- [Required action]: Can you extend the Saint Maud film review below, picking up right after its last sentence?

- [Provided text]:
━━━━
Published on February 2nd, 2021 | by Noah Dimitrie0
The title of Saint Maud lies to us—the central protagonist’s real name is actually Katie and she is far from a saint. Early in the film, she states that Mary Magdalene was her chosen Saint; fitting for a woman who is herself engaging in some combination of denial and atonement. This film finds its central character in a relatable and particularly uncomfortable circumstance, that of being torn between one’s past and one’s present. She wants to wash away her old sins by saving the soul of another.
In this case, its Amanda Kohl, a worldly, lesbian, chainsmoking atheist who seems completely comfortable with her terminal illness and the prospect of facing the afterlife. A major boon for Saint Maud (Katie) who seems to stake her whole self-worth on her ability (or lack thereof) to win souls for Christ.
The film portrays Katie as incredibly pious to the point of social awkwardness. In one very compelling scene we see her go to a bar and sit alone with a beer, pining for someone to go talk to her. She ends up finding a young gent and gives him a rather self-deprecating handjob. It’s a small moment, but it characterizes Katie well, contextualizing her religious fervour as a kind of brick wall between who she wants to be and who she really is.
Unfortunately, the film requires just too much reading in between the lines. Often, the film feels as though it is telling you to be afraid or to be concerned instead of a properly wrought descent into madness. For a film of this subject matter, Saint Maud doesn’t quite walk that line skillfully, but rather wobbles through it, kind of going through the motions of a good movie instead of doing the work to truly be one. All the potential is there, and that potential is felt so much that the film sort of tricks you into thinking its working. But as the third act approached, I found myself clawing back into the film looking for answers, looking for connective tissue beyond the occasional bit of macabre surrealism and creepy sound effects.
Speaking of sound, the mix is quite skillful and a really stand out quality of this peculiar thriller. But the film leans on its sound, using it as a kind of crutch to hold it up under scrutiny. All the boilerplate sound effects are there and they work on a surface-level. But the characterization isn’t quite there the contextualize it, to really pack a punch. Instead, we get ominous but ultimately empty moments of dread.
━━━━
- [Given information]:
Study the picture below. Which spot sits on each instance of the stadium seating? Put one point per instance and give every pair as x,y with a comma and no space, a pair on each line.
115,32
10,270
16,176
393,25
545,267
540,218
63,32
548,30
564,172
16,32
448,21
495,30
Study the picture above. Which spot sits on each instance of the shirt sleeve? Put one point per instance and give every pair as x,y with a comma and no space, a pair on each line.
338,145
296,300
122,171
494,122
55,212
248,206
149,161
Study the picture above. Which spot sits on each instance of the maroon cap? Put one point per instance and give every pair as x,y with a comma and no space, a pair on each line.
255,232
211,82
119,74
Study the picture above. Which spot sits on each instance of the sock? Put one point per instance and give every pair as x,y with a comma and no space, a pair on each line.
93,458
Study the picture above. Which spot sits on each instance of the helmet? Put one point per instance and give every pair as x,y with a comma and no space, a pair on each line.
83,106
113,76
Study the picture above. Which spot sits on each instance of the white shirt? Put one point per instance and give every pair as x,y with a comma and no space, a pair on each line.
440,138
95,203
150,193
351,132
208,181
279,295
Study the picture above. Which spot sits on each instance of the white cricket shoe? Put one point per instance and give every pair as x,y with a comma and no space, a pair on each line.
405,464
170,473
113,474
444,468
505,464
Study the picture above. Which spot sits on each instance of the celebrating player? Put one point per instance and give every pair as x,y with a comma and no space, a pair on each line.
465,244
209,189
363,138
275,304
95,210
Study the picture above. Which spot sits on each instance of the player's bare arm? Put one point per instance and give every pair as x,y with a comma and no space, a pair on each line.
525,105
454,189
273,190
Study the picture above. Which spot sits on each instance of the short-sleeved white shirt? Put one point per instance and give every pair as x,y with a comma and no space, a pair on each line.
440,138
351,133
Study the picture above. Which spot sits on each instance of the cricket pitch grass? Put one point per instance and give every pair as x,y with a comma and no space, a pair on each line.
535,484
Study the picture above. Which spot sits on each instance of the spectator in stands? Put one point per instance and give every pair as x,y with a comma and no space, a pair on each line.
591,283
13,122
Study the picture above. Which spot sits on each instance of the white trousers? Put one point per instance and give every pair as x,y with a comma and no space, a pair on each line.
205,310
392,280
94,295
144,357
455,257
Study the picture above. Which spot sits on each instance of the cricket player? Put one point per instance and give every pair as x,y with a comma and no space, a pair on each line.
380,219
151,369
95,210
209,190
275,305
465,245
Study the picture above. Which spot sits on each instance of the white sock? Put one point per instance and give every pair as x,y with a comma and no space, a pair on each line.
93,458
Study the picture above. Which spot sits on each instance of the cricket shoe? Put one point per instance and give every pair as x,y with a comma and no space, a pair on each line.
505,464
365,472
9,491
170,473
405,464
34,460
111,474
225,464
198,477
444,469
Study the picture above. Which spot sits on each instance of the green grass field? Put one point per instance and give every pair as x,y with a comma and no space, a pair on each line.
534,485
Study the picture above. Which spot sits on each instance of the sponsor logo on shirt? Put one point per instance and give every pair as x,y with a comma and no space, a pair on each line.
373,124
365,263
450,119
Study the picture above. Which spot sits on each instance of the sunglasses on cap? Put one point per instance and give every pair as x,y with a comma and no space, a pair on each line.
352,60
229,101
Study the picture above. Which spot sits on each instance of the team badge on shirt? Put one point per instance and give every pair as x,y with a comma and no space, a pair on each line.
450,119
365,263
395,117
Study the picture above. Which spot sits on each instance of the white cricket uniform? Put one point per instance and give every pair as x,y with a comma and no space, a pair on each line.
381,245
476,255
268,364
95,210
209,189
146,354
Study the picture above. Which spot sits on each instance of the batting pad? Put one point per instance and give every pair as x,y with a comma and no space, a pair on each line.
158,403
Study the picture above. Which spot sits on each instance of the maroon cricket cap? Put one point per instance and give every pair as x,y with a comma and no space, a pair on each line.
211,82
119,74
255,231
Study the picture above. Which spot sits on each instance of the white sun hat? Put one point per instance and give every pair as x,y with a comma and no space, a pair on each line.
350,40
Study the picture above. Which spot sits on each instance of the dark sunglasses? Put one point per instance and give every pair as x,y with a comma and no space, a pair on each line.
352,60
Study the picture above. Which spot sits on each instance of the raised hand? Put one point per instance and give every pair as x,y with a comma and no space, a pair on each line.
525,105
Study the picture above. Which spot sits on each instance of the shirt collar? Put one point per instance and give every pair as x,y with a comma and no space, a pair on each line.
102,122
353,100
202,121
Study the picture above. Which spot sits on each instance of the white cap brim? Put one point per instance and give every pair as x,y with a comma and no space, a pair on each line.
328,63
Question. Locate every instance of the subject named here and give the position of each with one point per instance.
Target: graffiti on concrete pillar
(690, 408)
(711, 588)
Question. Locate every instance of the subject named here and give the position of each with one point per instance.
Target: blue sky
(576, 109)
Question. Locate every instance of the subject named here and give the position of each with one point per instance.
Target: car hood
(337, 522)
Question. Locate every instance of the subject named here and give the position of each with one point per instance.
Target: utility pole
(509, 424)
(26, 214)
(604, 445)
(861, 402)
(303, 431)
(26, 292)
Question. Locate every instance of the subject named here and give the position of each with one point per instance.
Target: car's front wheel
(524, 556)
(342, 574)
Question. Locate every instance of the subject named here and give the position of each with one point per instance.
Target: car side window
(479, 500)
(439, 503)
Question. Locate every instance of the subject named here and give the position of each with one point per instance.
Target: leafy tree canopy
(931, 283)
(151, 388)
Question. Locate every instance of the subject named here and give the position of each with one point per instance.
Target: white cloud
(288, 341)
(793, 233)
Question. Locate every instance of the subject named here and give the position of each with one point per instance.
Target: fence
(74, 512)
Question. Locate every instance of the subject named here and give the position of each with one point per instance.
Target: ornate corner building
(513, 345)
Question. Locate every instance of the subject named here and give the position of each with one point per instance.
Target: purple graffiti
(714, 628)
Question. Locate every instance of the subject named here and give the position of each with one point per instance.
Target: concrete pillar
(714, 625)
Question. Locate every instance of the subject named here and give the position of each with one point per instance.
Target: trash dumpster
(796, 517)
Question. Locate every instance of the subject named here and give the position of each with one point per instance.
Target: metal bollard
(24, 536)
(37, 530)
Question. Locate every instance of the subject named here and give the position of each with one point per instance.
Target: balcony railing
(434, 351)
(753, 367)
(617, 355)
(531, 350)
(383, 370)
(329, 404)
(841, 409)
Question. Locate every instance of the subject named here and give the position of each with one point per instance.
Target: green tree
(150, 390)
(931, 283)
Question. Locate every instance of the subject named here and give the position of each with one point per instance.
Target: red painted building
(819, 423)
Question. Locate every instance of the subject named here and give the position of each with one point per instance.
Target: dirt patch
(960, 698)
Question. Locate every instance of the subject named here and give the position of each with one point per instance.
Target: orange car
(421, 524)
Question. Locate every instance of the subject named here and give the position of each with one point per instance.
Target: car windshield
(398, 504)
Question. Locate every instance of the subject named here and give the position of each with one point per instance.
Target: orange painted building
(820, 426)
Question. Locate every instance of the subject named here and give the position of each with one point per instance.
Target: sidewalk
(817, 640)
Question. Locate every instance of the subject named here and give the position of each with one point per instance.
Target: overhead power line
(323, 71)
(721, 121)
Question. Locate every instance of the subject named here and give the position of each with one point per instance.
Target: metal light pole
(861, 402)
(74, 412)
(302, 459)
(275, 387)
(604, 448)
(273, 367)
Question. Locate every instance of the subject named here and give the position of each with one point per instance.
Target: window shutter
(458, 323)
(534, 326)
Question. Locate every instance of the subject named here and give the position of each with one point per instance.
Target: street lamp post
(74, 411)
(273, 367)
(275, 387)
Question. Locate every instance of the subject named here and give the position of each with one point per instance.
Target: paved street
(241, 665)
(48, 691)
━━━━
- [Response area]:
The film is never boring, it has that going for it. It gracefully glides from one scene to the next in a compositionally appropriate way. It’s gorgeously shot and features absolutely skillful performances that keep the ball rolling. However, there just isn’t enough beyond the surface. It held my attention but didn’t puncture, didn’t make itself deeply felt. For a film of such a cerebral nature—that of a crisis of faith and tragic loss of self-worth in the face of it—it doesn’t crack open Katie’s skull and really reveal her as much as it thinks it does. With a runtime of about 85 minutes, I was surprised to find it whizzed by without being truly affected.
While the final twenty minutes provide enough thrills and chills to qualify it as a horror film, those moments wreak of wasted potential, clogging up whatever vacuum of dread and horrifying reality that it seeks to instill. If you’re looking for a good scare, this one won’t be the film for you. If you are a patient and tolerant film-watcher, your experience may gravitate towards profundity. Perhaps I wasn’t in the correct mindset, thinking it would be more of a conventional scare machine.
Nevertheless, I couldn’t escape the nagging feeling watching it that there was more to this than met the eye. Yet, my eyes call ‘em like they see ‘em, and what they saw was enigmatic to a fault.